Objective. Which characters does the synopsis in the play description below name? List every one.

Passage given.
It is the second in a loosely connected trilogy of plays exploring language and betrayal produced for London Weekend Television by the independent company Potter and producer Kenith Trodd established after a breach in the playwright's relationship with the BBC. A psycho-sexual thriller, the drama is an example of the visitation motiff: a key theme in Potter's work. The title of the play is taken from the 1932 Al Bowlly song of the same name.
Synopsis
Janet and John are a frustrated middle class couple; John is an advertising copywriter while Janet is a bored housewife with a (well founded) suspicion that her husband is having an affair with his business partner's wife Emma after observing them together at their disastrous New Year's Eve party.

Supplied material.

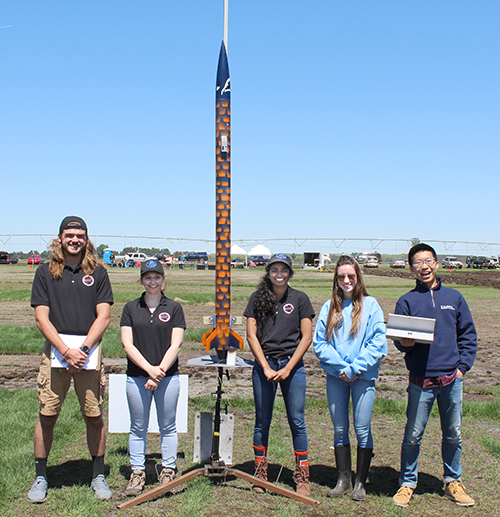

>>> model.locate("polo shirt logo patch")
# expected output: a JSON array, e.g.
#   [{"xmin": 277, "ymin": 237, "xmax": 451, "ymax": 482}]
[{"xmin": 82, "ymin": 275, "xmax": 94, "ymax": 287}]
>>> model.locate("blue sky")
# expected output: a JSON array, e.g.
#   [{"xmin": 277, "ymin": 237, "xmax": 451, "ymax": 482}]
[{"xmin": 0, "ymin": 0, "xmax": 500, "ymax": 254}]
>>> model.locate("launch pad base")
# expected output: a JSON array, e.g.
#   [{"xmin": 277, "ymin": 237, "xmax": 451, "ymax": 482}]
[{"xmin": 118, "ymin": 461, "xmax": 321, "ymax": 510}]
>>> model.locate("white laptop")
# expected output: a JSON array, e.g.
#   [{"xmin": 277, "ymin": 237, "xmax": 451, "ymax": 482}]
[{"xmin": 387, "ymin": 314, "xmax": 436, "ymax": 344}]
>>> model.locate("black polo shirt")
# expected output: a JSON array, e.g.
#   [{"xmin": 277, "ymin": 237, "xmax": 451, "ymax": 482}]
[
  {"xmin": 243, "ymin": 286, "xmax": 315, "ymax": 359},
  {"xmin": 120, "ymin": 293, "xmax": 186, "ymax": 377},
  {"xmin": 31, "ymin": 264, "xmax": 113, "ymax": 336}
]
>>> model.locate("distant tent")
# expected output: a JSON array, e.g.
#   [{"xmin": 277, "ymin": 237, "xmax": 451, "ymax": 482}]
[
  {"xmin": 231, "ymin": 244, "xmax": 247, "ymax": 256},
  {"xmin": 231, "ymin": 244, "xmax": 248, "ymax": 267},
  {"xmin": 248, "ymin": 244, "xmax": 271, "ymax": 259}
]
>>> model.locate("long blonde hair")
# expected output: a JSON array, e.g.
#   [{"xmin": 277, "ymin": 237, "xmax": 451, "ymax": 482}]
[
  {"xmin": 49, "ymin": 238, "xmax": 102, "ymax": 278},
  {"xmin": 326, "ymin": 255, "xmax": 368, "ymax": 341}
]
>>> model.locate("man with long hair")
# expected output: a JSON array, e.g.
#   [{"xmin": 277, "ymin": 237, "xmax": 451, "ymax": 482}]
[{"xmin": 28, "ymin": 216, "xmax": 113, "ymax": 503}]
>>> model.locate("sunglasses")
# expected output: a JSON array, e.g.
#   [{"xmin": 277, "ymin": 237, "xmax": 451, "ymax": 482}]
[{"xmin": 338, "ymin": 273, "xmax": 356, "ymax": 282}]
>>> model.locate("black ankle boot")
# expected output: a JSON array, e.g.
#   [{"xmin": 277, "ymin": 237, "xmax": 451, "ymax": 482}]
[
  {"xmin": 326, "ymin": 445, "xmax": 352, "ymax": 497},
  {"xmin": 351, "ymin": 447, "xmax": 373, "ymax": 501}
]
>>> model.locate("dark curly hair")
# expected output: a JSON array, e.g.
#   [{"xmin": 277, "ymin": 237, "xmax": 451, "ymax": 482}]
[{"xmin": 254, "ymin": 265, "xmax": 293, "ymax": 324}]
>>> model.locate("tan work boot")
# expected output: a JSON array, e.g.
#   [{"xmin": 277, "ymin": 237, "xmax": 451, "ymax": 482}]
[
  {"xmin": 444, "ymin": 481, "xmax": 476, "ymax": 506},
  {"xmin": 252, "ymin": 459, "xmax": 267, "ymax": 494},
  {"xmin": 392, "ymin": 485, "xmax": 415, "ymax": 508},
  {"xmin": 295, "ymin": 465, "xmax": 311, "ymax": 497},
  {"xmin": 125, "ymin": 470, "xmax": 146, "ymax": 496}
]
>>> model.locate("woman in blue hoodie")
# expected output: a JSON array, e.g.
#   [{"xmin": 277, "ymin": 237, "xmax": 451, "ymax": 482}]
[{"xmin": 313, "ymin": 255, "xmax": 387, "ymax": 501}]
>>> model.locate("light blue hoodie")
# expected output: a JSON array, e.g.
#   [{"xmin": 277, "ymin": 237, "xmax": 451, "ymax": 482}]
[{"xmin": 313, "ymin": 296, "xmax": 387, "ymax": 381}]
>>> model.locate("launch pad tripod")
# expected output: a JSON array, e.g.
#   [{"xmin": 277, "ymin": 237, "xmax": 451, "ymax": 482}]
[{"xmin": 118, "ymin": 351, "xmax": 320, "ymax": 509}]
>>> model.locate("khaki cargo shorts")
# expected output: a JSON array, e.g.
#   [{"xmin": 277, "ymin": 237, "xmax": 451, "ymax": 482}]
[{"xmin": 38, "ymin": 352, "xmax": 106, "ymax": 417}]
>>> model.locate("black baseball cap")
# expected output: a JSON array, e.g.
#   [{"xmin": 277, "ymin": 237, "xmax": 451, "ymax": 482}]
[
  {"xmin": 266, "ymin": 253, "xmax": 293, "ymax": 271},
  {"xmin": 141, "ymin": 257, "xmax": 165, "ymax": 277},
  {"xmin": 59, "ymin": 215, "xmax": 87, "ymax": 235}
]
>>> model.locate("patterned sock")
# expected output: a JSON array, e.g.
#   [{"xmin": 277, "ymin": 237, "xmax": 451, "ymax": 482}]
[
  {"xmin": 294, "ymin": 450, "xmax": 309, "ymax": 467},
  {"xmin": 35, "ymin": 458, "xmax": 47, "ymax": 479},
  {"xmin": 253, "ymin": 445, "xmax": 267, "ymax": 462},
  {"xmin": 92, "ymin": 455, "xmax": 104, "ymax": 478}
]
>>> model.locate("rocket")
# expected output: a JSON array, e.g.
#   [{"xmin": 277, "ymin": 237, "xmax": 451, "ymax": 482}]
[{"xmin": 202, "ymin": 41, "xmax": 243, "ymax": 356}]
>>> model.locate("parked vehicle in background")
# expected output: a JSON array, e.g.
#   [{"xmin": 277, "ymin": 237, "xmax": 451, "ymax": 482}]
[
  {"xmin": 304, "ymin": 251, "xmax": 331, "ymax": 267},
  {"xmin": 181, "ymin": 251, "xmax": 208, "ymax": 262},
  {"xmin": 441, "ymin": 257, "xmax": 464, "ymax": 269},
  {"xmin": 248, "ymin": 255, "xmax": 268, "ymax": 266},
  {"xmin": 0, "ymin": 251, "xmax": 10, "ymax": 264},
  {"xmin": 466, "ymin": 256, "xmax": 490, "ymax": 269},
  {"xmin": 125, "ymin": 252, "xmax": 148, "ymax": 264},
  {"xmin": 391, "ymin": 259, "xmax": 406, "ymax": 269},
  {"xmin": 28, "ymin": 255, "xmax": 44, "ymax": 264},
  {"xmin": 488, "ymin": 258, "xmax": 500, "ymax": 269},
  {"xmin": 363, "ymin": 257, "xmax": 378, "ymax": 267}
]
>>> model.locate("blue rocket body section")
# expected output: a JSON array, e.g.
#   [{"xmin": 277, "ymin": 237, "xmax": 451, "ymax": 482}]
[{"xmin": 203, "ymin": 42, "xmax": 243, "ymax": 351}]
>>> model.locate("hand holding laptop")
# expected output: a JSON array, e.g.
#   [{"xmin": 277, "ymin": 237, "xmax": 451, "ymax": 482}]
[{"xmin": 400, "ymin": 337, "xmax": 416, "ymax": 348}]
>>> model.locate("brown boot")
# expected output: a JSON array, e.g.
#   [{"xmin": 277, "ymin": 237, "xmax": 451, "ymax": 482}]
[
  {"xmin": 252, "ymin": 458, "xmax": 267, "ymax": 494},
  {"xmin": 295, "ymin": 465, "xmax": 311, "ymax": 497}
]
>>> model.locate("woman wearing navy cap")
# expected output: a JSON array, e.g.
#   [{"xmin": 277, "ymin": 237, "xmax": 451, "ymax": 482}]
[
  {"xmin": 120, "ymin": 258, "xmax": 186, "ymax": 496},
  {"xmin": 314, "ymin": 255, "xmax": 387, "ymax": 501},
  {"xmin": 244, "ymin": 253, "xmax": 314, "ymax": 496}
]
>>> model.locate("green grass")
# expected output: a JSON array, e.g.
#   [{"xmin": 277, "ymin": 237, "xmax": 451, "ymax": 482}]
[{"xmin": 0, "ymin": 389, "xmax": 500, "ymax": 517}]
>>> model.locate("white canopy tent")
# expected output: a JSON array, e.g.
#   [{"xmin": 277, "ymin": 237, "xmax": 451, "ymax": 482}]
[
  {"xmin": 231, "ymin": 244, "xmax": 248, "ymax": 267},
  {"xmin": 231, "ymin": 244, "xmax": 247, "ymax": 256},
  {"xmin": 248, "ymin": 244, "xmax": 271, "ymax": 259}
]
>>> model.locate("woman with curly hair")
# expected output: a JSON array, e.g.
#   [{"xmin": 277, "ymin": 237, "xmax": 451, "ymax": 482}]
[
  {"xmin": 244, "ymin": 253, "xmax": 314, "ymax": 496},
  {"xmin": 314, "ymin": 255, "xmax": 387, "ymax": 501}
]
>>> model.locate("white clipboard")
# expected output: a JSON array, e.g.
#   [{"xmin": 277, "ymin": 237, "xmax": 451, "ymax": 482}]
[{"xmin": 50, "ymin": 334, "xmax": 101, "ymax": 370}]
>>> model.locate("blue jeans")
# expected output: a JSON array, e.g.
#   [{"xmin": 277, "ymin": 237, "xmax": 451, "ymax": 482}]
[
  {"xmin": 127, "ymin": 375, "xmax": 180, "ymax": 470},
  {"xmin": 399, "ymin": 377, "xmax": 463, "ymax": 488},
  {"xmin": 326, "ymin": 375, "xmax": 375, "ymax": 449},
  {"xmin": 252, "ymin": 357, "xmax": 309, "ymax": 452}
]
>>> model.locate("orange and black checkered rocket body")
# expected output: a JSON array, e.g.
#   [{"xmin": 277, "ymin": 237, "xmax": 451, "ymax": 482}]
[{"xmin": 203, "ymin": 42, "xmax": 243, "ymax": 350}]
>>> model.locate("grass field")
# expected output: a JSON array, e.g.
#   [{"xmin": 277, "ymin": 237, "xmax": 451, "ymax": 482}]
[{"xmin": 0, "ymin": 265, "xmax": 500, "ymax": 517}]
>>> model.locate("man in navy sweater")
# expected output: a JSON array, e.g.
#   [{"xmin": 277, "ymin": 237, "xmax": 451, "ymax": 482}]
[{"xmin": 393, "ymin": 243, "xmax": 477, "ymax": 508}]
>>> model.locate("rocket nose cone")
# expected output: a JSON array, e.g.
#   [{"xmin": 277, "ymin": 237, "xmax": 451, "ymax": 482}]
[{"xmin": 215, "ymin": 42, "xmax": 231, "ymax": 99}]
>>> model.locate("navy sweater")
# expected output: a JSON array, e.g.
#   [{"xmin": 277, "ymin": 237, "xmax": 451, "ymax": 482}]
[{"xmin": 394, "ymin": 278, "xmax": 477, "ymax": 377}]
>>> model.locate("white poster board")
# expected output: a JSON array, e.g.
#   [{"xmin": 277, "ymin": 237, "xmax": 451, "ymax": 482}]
[{"xmin": 108, "ymin": 373, "xmax": 189, "ymax": 433}]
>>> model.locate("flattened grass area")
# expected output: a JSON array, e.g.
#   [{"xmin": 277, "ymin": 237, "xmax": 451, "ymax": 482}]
[
  {"xmin": 0, "ymin": 265, "xmax": 500, "ymax": 517},
  {"xmin": 0, "ymin": 390, "xmax": 500, "ymax": 517}
]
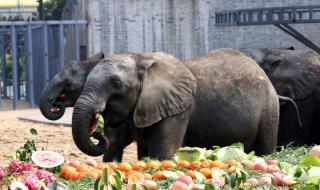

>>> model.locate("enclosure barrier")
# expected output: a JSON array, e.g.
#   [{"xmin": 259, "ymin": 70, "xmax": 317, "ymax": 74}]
[
  {"xmin": 216, "ymin": 5, "xmax": 320, "ymax": 53},
  {"xmin": 0, "ymin": 20, "xmax": 87, "ymax": 109}
]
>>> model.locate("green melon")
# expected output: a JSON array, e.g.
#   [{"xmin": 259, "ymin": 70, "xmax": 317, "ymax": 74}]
[{"xmin": 31, "ymin": 150, "xmax": 64, "ymax": 168}]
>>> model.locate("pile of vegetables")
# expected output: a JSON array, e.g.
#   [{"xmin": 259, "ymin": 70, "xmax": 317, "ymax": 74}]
[{"xmin": 0, "ymin": 129, "xmax": 320, "ymax": 190}]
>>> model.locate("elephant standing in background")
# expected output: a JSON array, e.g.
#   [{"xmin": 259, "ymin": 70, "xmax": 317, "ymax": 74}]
[
  {"xmin": 72, "ymin": 49, "xmax": 279, "ymax": 160},
  {"xmin": 39, "ymin": 53, "xmax": 133, "ymax": 162},
  {"xmin": 249, "ymin": 49, "xmax": 320, "ymax": 145}
]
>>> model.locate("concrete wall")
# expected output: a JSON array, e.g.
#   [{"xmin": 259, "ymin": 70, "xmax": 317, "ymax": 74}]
[{"xmin": 88, "ymin": 0, "xmax": 320, "ymax": 58}]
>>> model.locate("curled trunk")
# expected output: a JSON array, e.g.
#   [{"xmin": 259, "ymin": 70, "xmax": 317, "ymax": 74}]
[
  {"xmin": 39, "ymin": 87, "xmax": 66, "ymax": 120},
  {"xmin": 72, "ymin": 97, "xmax": 107, "ymax": 156}
]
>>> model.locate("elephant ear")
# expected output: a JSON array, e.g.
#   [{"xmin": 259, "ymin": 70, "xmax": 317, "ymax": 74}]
[
  {"xmin": 133, "ymin": 53, "xmax": 197, "ymax": 128},
  {"xmin": 88, "ymin": 52, "xmax": 104, "ymax": 63},
  {"xmin": 270, "ymin": 55, "xmax": 320, "ymax": 100}
]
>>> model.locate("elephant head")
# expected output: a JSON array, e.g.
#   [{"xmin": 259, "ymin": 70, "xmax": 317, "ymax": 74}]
[
  {"xmin": 249, "ymin": 49, "xmax": 320, "ymax": 100},
  {"xmin": 72, "ymin": 52, "xmax": 196, "ymax": 156},
  {"xmin": 39, "ymin": 53, "xmax": 104, "ymax": 120}
]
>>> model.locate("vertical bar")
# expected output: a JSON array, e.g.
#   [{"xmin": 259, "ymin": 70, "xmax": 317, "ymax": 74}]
[
  {"xmin": 11, "ymin": 25, "xmax": 18, "ymax": 109},
  {"xmin": 74, "ymin": 23, "xmax": 80, "ymax": 61},
  {"xmin": 43, "ymin": 24, "xmax": 49, "ymax": 86},
  {"xmin": 1, "ymin": 32, "xmax": 7, "ymax": 98},
  {"xmin": 27, "ymin": 24, "xmax": 34, "ymax": 108},
  {"xmin": 59, "ymin": 24, "xmax": 64, "ymax": 70}
]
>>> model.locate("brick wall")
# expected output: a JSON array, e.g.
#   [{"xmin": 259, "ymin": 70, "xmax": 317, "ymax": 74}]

Completed exercise. Janet, John, Emma